#### Material provided:
★ ★ ★ ★

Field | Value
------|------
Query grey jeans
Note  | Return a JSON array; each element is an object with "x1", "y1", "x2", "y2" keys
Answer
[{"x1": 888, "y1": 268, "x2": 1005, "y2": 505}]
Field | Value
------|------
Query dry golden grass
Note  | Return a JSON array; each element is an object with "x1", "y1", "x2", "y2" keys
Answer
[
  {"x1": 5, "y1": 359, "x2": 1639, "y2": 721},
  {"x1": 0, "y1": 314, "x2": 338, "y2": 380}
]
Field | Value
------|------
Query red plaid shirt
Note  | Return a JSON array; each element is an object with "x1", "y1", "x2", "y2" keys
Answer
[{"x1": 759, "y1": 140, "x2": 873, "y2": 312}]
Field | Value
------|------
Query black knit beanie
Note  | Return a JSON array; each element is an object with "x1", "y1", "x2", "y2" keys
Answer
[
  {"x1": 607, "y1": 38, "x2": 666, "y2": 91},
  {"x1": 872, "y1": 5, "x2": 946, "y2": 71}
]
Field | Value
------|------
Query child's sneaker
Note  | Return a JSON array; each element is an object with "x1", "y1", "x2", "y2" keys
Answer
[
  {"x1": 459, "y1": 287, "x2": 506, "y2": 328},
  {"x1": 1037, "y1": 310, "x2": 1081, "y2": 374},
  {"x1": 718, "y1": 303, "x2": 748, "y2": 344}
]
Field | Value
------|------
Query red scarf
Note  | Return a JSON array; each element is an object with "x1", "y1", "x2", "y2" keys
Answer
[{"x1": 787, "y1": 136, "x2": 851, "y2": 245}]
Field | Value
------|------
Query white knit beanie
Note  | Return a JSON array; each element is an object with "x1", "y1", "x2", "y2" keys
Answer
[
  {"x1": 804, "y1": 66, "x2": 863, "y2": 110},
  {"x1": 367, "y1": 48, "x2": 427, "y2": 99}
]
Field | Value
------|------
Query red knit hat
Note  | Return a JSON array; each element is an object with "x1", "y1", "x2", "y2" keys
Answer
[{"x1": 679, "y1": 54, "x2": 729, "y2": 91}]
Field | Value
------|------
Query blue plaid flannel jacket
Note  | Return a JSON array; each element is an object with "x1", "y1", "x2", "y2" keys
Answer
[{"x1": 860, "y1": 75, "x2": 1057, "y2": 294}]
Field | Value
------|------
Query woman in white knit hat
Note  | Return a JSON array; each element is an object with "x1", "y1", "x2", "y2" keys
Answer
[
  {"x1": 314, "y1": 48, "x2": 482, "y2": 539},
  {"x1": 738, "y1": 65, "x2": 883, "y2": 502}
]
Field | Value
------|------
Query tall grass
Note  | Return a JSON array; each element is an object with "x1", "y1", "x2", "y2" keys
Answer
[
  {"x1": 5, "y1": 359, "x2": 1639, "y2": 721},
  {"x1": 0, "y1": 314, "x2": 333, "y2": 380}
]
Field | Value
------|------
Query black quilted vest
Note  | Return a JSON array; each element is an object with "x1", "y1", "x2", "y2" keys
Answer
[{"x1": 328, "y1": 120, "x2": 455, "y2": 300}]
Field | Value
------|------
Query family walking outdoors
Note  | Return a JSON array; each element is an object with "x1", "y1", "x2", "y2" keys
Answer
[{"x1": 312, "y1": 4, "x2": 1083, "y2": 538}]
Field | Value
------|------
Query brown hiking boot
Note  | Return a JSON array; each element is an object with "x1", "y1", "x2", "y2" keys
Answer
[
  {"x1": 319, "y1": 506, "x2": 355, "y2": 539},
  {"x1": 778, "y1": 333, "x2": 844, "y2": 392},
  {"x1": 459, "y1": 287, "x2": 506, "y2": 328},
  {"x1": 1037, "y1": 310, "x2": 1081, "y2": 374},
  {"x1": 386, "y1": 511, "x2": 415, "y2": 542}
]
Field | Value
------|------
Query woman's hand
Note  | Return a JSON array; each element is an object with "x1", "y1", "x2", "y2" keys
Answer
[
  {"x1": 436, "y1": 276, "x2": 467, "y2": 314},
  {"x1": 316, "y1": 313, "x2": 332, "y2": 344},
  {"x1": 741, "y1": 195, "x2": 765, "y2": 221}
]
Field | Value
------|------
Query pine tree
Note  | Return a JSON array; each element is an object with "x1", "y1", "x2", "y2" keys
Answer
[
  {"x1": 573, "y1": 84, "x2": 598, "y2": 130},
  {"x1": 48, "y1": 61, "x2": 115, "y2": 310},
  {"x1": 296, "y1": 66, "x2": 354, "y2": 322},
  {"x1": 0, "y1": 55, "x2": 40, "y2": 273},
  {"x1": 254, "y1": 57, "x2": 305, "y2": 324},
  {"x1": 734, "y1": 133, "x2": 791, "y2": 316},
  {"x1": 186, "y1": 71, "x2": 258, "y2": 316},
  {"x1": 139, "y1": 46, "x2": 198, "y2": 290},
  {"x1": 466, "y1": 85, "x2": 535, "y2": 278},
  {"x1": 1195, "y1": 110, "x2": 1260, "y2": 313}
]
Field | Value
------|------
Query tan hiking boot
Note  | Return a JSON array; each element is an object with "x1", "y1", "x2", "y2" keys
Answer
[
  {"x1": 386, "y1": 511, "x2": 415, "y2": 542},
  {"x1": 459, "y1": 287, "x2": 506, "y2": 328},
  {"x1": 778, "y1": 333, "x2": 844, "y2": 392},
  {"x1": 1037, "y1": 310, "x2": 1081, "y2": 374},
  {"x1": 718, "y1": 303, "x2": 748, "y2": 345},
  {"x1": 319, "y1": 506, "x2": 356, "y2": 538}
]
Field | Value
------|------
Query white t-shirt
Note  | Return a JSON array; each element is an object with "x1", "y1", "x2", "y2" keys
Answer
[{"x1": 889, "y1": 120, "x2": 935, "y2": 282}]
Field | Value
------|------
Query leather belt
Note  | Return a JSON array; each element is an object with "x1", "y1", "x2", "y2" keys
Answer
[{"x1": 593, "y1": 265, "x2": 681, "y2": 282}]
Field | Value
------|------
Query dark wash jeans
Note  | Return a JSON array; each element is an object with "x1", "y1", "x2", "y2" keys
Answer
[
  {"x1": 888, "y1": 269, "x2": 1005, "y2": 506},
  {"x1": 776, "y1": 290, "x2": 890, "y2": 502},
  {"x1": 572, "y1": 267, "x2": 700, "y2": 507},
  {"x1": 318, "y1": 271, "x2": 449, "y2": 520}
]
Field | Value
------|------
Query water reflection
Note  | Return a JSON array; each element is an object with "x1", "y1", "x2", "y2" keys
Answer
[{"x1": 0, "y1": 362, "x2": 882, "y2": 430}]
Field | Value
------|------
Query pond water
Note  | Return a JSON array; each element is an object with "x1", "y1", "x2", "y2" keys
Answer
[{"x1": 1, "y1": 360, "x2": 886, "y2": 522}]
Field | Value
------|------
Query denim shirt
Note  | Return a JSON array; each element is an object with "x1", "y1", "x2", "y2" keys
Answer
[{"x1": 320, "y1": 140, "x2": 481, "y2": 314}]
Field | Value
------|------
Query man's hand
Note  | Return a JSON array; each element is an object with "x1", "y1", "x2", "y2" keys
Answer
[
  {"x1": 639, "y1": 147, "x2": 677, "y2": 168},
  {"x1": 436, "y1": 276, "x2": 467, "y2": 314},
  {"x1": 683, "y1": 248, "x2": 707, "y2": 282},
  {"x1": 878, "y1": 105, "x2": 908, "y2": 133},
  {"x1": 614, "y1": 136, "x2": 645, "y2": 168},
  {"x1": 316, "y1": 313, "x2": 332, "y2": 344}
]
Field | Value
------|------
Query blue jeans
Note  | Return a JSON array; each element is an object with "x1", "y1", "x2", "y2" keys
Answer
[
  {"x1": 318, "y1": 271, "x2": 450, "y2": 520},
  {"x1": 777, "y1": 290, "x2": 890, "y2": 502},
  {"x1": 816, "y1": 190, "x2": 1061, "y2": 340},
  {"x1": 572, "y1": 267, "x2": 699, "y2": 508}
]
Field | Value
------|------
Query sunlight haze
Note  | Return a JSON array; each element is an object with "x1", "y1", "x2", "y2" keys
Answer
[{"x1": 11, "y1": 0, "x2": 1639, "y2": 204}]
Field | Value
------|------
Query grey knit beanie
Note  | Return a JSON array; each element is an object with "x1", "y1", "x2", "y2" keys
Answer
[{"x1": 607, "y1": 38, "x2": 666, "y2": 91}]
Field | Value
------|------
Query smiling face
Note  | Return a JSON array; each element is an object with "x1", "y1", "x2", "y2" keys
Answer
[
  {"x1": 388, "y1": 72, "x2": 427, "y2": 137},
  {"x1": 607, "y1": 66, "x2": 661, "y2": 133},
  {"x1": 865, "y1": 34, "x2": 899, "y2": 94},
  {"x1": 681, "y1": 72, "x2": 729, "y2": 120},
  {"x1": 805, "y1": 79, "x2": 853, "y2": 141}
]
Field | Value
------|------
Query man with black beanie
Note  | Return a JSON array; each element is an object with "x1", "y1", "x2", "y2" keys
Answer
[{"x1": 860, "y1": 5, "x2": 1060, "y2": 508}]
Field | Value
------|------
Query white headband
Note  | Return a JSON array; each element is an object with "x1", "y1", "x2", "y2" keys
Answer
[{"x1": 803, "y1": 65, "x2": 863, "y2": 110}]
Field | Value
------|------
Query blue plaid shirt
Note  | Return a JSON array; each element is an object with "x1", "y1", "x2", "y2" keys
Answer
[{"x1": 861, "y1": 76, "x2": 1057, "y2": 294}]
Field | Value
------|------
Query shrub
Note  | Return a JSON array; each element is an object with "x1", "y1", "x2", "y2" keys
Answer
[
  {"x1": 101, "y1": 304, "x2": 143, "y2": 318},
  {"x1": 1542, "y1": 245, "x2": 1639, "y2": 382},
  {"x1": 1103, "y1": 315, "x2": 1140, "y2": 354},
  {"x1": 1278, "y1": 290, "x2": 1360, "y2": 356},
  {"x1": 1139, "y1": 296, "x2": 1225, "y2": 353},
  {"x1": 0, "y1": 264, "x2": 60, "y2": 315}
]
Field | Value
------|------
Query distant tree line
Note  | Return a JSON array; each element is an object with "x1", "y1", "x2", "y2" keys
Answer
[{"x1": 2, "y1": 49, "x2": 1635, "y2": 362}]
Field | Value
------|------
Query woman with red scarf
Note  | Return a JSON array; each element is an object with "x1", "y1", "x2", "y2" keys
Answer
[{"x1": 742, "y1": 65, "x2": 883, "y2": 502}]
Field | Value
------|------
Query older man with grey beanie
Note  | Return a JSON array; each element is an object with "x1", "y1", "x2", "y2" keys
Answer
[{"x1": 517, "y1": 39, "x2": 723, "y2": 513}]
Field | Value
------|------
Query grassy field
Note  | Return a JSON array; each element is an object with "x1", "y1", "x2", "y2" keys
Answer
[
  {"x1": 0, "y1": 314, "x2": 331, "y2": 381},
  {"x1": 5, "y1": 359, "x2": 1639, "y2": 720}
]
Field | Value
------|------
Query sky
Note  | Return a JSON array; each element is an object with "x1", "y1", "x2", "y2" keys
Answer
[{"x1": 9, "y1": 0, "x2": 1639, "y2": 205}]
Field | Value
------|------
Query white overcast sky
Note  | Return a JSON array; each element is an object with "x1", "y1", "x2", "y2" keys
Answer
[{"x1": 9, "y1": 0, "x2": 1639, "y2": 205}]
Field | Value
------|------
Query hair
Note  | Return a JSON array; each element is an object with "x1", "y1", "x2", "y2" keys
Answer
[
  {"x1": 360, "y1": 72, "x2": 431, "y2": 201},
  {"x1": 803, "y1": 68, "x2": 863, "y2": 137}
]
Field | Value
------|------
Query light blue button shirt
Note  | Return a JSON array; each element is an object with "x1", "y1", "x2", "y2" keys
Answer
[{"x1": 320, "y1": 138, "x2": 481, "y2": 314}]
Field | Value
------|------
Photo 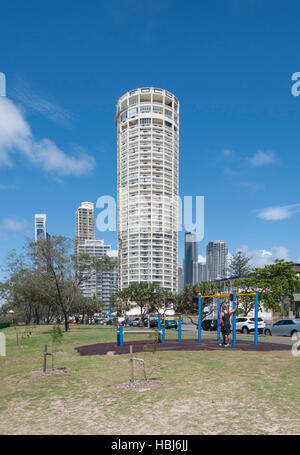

★ ★ ★ ★

#### Your instructions:
Figure out how many lines of the data above include "white", then give the number and nothing more.

#### Exercise response:
5